Sincerely, Sumner: finding unity in uncertainty

Columns Editor Sumner Wallace ’20 reveals the positive potential in the COVID-19 pandemic in the fourth installment of Sincerely, Sumner.

Sumner Wallace, Columns Editor

Dear readers,

We are living in uncertain times. The ambiguity of the coming weeks and months is weighing on the hearts and minds of many including myself. However, if treated properly, the COVID-19 pandemic could be a blessing in disguise.

This is a unique crisis in that we are all facing a common enemy. In fact many people, like President Trump, have declared “war” on coronavirus. In a war the mentality is us versus them, a mentality that is often detrimental. It can leave giant rifts long after the people that created them are dead.

But this is not us versus them. This is us versus ithumanity versus a virus.

When I say the pandemic could be a blessing in disguise, it’s not to say that we’re all going to be fine and what we’re seeing is actually rainbows and sunshine, because we aren’t and it isn’t. A huge portion of our population is in danger of serious or fatal health issues. But it’s a special day when the world, the entire world, has the opportunity to come together over a shared struggle.

This is not us versus them. This is us versus it—humanity versus a virus.”

— Sumner Wallace '20

In Washington and in governments all over the world politicians are trying to use this as leverage, to make a virus political. That is despicable. Indeed Trump’s declaration of war is despicable as it’s a grab at public favor hidden under the veil of presidential duty. Coronavirus is not a political issue, it’s a human issue.

While I don’t agree with Trump on most things, if at all, I don’t think the war metaphor is altogether bad. It does have the sweet sound of a team effort during tough times, something we desperately need. 

After the coronavirus is “defeated,” the repercussions will not be the same as a traditional war. The only rift that will exist is between humanity and the coronavirus—a rift that should not create political tension or polarized opinions. (I think we can all agree that we don’t want to see COVID-19 “round these parts no more”). 

I know in practice that it is unrealistic to believe this issue will stop being politicized. After all, war benefits some people. However if everyone saw it as a human issue; if everyone buried the hatchet—buried the racist “Chinese Virus” idea—and came together (while staying a healthy six feet apart) then maybe, for one glimmering moment, we could find unity in our uncertainty.

- PARTS OF THE EXERCISE:
(a) In the Sincerely, Sumner column, how far apart does the writer say people should stay while coming together?
(b) Say whether each statement agrees with the Sincerely, Sumner column, and quote the words from the column that decide it: (i) The writer calls coronavirus a political issue. (ii) The writer considers the war metaphor altogether bad. (iii) This column is the fourth installment of Sincerely, Sumner.

- DATASET ENTRIES:

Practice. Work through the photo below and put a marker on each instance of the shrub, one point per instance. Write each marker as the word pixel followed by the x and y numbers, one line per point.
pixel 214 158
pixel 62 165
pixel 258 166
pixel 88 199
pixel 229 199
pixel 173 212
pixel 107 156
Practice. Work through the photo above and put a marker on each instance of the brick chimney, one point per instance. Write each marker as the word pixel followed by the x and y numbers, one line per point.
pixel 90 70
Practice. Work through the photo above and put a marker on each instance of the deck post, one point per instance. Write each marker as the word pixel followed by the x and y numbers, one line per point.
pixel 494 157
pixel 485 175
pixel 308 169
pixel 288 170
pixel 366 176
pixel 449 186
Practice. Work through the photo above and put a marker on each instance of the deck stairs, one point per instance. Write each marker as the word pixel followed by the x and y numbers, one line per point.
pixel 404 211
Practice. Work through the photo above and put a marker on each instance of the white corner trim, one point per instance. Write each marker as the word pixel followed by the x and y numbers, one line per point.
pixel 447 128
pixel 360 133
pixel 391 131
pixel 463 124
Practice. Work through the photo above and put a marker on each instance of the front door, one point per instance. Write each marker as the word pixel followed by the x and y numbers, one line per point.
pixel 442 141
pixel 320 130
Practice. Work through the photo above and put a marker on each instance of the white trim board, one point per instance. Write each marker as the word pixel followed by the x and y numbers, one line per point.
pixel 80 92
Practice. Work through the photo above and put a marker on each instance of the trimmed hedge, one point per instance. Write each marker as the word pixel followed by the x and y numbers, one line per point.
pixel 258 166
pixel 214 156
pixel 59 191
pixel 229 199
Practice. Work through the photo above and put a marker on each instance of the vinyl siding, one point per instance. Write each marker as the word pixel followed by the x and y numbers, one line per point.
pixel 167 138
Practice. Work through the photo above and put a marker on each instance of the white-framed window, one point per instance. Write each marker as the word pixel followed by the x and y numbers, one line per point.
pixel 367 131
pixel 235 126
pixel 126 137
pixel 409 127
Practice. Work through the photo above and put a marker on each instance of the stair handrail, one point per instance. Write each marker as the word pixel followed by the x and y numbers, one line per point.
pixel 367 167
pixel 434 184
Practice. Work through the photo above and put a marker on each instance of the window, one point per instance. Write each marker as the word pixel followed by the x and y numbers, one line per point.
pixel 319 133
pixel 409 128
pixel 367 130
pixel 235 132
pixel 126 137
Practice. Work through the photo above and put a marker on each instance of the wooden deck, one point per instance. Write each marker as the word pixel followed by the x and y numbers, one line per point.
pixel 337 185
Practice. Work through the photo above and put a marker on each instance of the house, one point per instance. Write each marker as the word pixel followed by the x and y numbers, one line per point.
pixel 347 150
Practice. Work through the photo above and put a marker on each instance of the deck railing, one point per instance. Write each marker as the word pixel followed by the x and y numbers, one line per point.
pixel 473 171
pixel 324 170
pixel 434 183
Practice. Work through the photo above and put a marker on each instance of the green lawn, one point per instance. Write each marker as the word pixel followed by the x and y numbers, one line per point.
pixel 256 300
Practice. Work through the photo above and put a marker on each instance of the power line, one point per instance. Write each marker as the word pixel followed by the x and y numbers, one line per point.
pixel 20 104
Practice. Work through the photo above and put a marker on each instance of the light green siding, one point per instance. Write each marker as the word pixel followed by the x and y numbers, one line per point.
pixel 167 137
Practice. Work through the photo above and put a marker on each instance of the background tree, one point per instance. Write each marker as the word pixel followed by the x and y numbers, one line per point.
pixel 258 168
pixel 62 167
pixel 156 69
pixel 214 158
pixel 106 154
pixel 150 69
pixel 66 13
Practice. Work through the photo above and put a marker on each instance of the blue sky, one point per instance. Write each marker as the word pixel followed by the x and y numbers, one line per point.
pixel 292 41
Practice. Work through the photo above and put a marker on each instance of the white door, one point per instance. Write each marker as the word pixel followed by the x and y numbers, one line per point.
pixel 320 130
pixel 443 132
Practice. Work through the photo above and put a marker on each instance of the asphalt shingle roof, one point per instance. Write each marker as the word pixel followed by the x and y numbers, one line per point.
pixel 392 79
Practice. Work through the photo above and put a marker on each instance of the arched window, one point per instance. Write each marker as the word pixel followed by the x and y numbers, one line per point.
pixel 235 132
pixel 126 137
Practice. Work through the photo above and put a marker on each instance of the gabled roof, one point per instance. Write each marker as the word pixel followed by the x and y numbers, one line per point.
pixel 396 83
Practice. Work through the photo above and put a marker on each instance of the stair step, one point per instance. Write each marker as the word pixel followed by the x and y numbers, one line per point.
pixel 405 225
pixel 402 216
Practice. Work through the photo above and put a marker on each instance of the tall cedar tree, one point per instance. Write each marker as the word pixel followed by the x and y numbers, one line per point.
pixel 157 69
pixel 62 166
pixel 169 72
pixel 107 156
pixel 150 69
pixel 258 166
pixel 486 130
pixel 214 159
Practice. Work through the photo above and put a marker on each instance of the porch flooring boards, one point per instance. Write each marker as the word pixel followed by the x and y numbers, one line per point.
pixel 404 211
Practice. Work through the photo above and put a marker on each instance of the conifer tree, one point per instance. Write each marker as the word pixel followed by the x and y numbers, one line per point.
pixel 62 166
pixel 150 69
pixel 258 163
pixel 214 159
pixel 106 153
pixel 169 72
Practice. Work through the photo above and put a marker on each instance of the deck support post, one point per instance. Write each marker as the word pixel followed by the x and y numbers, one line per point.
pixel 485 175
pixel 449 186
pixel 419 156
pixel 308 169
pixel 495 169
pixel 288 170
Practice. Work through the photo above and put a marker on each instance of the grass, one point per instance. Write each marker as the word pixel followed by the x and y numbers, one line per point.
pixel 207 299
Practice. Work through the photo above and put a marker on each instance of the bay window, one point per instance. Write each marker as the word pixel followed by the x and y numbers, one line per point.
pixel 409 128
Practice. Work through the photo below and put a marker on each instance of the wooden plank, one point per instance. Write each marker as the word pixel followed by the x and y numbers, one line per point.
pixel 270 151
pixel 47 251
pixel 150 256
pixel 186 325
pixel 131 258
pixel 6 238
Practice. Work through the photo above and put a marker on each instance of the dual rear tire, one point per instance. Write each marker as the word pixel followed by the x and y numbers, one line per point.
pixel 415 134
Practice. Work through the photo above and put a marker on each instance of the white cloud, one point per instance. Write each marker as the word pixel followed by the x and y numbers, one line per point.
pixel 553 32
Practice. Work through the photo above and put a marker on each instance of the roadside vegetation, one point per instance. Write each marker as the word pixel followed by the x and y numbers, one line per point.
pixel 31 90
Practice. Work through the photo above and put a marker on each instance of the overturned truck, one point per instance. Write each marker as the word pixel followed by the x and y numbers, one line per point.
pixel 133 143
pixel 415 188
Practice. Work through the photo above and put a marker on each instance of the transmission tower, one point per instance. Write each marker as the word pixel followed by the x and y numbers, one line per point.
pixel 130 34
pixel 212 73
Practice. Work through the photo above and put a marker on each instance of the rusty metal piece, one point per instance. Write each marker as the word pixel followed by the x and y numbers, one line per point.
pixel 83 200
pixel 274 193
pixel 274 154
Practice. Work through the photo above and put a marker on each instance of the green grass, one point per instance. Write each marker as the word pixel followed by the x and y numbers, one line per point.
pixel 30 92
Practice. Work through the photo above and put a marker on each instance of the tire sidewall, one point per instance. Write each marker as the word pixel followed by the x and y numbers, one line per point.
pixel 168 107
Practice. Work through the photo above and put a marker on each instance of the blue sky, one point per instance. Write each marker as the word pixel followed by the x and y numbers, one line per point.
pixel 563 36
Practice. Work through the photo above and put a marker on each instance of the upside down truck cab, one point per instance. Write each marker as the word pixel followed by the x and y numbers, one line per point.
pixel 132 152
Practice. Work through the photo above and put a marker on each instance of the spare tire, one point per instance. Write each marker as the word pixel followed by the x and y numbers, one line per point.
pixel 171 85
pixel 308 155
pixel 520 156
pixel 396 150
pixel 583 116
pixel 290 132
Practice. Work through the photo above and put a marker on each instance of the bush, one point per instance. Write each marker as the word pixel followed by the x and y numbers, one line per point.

- ANSWERS FOR THE TASKS:
(a) A healthy six feet apart.

(b)
(i) No: "Coronavirus is not a political issue, it’s a human issue."
(ii) No: "I don’t think the war metaphor is altogether bad."
(iii) Yes: "the fourth installment of Sincerely, Sumner"